EXERCISE INSTRUCTIONS:
- A) In the article on new German pandemic words, rewrite the paragraph that begins "The many new experiences" as a shorter paragraph that keeps its main facts.
- B) Write the next paragraph of the article on new German pandemic words, picking up after its final sentence.

Are you feeling Coronamüder (coronatired) from all the virusangst (virus angst) and Zoomfatigue (Zoom fatigue)? You’re not alone.
COVID-19 has dramatically changed the way we live and feel. It’s also brought some big changes to the language we use, not least in Germany where over 1,200 words have recently been coined to describe the strange reality of living through the pandemic.
The Leibniz Institute for the German Language, an organization that documents the ever-changing German language, has compiled a lengthy list of all the new words that have entered the lexicon of Germans since the emergence of the COVID-19 pandemic.
The German language is filled with inventive examples of compound words, words that consist of two or more vocabulary items. For example, there is the word “der Kummerspeck,” which translates to “sorrow bacon,” used to describe excess weight gained from comfort eating. There’s also “weltschmerz,” which translates to “world-weariness” or “world pain” (or more specifically, the sense of grief at how the world keeps falling short of expectation), and “die Nacktschnecke,” which translates as “naked slug,” better known as a slug.
The many new experiences seen over the course of the pandemic have provided fertile ground for the spawning of new words. Face masks were not widely used by people in Germany before the pandemic, but their proliferation has added a handful of neologisms: Alltagsmaske (everyday mask), Spuckschutzschirm (spit protection umbrella), Schnutenpulli (snout sweater), and Gesichtskondom (facial condom).
Many facets of life in the COVID-19 pandemic are covered by this new vocabulary of words. For example, you might say, the early days of the pandemic saw a Klopapierhysterie (toilet paper hysteria) whereby gangs of Klopapierhamstern (toilet paper hamsters) rushed to the shops to panic buy toilet rolls.

INPUT DATA:
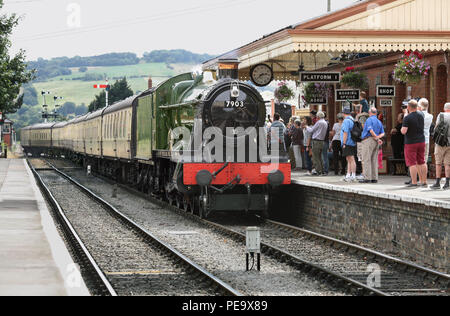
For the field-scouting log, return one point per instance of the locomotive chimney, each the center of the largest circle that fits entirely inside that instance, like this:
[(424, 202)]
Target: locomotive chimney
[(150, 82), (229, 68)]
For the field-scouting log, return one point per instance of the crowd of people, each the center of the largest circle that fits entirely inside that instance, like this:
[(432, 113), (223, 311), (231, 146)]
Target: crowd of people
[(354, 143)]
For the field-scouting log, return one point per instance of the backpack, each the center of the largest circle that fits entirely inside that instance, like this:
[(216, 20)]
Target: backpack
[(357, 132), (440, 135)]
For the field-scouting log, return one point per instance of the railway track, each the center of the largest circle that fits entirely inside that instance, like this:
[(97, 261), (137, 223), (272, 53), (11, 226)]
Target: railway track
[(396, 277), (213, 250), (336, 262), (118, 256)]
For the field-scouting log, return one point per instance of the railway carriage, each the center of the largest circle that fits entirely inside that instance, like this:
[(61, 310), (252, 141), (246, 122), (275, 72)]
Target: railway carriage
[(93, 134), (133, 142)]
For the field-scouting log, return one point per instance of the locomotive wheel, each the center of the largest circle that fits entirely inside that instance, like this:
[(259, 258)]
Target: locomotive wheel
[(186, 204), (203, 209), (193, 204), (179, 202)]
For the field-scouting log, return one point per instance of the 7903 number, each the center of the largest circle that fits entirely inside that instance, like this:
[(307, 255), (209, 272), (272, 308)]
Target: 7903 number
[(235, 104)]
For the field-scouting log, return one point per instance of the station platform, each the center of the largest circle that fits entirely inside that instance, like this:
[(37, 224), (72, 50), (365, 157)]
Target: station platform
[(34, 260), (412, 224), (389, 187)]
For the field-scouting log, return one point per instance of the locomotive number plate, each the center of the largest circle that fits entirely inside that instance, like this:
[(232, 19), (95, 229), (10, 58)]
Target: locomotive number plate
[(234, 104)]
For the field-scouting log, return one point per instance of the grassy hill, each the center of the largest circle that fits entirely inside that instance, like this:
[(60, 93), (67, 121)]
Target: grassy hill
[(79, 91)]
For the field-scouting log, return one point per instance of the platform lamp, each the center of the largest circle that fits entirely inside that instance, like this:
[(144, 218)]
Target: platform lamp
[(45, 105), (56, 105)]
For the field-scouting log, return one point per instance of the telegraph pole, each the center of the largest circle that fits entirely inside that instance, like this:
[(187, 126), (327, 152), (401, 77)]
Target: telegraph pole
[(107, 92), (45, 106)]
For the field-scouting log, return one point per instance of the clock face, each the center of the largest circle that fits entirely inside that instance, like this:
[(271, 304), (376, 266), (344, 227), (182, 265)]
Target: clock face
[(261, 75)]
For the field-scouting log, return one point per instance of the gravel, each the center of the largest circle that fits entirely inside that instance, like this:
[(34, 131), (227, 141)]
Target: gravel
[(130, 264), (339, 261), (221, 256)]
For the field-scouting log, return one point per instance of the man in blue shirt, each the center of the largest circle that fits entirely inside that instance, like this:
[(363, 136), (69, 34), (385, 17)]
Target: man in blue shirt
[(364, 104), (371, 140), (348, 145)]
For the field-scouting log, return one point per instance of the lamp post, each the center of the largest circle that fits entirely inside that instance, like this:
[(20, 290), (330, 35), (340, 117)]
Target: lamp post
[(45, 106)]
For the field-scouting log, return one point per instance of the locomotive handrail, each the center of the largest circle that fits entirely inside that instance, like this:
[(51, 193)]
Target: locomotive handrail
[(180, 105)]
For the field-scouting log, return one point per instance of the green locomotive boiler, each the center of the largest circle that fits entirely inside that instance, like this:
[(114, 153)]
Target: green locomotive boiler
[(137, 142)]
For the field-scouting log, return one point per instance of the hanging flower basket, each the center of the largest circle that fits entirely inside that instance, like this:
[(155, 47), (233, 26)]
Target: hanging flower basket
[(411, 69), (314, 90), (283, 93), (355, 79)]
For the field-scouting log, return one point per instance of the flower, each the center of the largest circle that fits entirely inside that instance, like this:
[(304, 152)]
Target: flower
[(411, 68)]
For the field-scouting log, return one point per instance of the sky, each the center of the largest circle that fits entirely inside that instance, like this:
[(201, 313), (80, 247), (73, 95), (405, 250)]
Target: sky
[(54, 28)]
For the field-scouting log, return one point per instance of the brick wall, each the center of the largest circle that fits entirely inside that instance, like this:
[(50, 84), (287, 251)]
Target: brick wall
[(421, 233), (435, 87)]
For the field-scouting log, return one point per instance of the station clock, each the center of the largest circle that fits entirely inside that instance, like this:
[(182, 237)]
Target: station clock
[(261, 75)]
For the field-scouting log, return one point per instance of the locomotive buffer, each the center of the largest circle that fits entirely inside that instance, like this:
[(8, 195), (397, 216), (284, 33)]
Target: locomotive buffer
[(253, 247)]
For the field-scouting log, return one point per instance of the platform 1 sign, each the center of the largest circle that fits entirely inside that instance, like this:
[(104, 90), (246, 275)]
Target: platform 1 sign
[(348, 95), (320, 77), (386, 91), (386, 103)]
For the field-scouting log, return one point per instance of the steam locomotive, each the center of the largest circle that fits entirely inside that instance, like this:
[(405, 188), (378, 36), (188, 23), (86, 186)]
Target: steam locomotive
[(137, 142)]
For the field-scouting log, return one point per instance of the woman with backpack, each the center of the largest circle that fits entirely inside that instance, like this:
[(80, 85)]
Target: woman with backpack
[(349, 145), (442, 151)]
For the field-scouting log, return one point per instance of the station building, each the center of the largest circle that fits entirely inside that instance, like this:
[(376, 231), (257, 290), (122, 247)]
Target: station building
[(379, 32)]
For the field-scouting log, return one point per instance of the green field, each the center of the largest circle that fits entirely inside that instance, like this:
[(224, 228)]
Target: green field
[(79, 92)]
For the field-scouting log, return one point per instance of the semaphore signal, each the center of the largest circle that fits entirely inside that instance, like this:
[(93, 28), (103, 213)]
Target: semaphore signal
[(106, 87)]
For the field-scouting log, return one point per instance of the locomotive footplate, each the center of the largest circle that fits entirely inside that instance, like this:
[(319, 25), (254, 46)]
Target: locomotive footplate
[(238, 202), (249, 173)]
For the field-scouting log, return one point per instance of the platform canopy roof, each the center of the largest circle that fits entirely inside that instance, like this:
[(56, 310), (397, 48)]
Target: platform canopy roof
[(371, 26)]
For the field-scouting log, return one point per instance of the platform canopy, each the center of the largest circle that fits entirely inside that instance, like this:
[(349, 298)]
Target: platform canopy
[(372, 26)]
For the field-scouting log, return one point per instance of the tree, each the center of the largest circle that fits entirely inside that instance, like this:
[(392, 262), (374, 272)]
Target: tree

REPLIES:
- A) The pandemic's new experiences have produced new words. Face masks, rarely worn in Germany before, brought several: Alltagsmaske (everyday mask), Spuckschutzschirm (spit protection umbrella), Schnutenpulli (snout sweater), and Gesichtskondom (facial condom).

- B)
Social behavior has dramatically changed in the new Anderthalbmetergesellschaft (one-and-a-half-meter society) unless you are a Quarantänebrecher (a quarantine breaker). Instead of going to a bar to meet friends, you might opt for an Abstandsbier (distance beer) and pick up some dinner from a Ghostrestaurant (an empty restaurant that now only serves takeaway food). However, you can’t order the sausages because of the Schweinestau (pig jam, shortages of pork products). Instead of hugging goodbye, you’ll give each other a quick Fußshake (footshake).
With hairdressers and gyms being closed, many people may be rocking a Coronamähne (coronavirus mane) and carrying a little extra Coronaspeck (coronaham, weight gained during the pandemic). Coronaleugner (corona-deniers) have been busy on the Internet, spreading Verschwörungserzählung (conspiracy theories) and Impfverschwörung (vaccine conspiracies).
Researchers who have been keeping an eye on this new lingo say they haven't seen such a sudden explosion of new German words since World War II. They argue that the mushrooming of new words in troubled times shows the creativity and fluidity of human communication, but also highlights the deep need for us to share and express our experiences with others.
"When new things happen in the world [we] look for a name," Dr Christine Möhrs, a researcher at the Leibniz Institute for the German Language, told the Guardian. "Things that do not have a name can cause people to feel fear and insecurity. However, if we can talk about things and name them, then we can communicate with each other. Especially in times of crisis, this is important."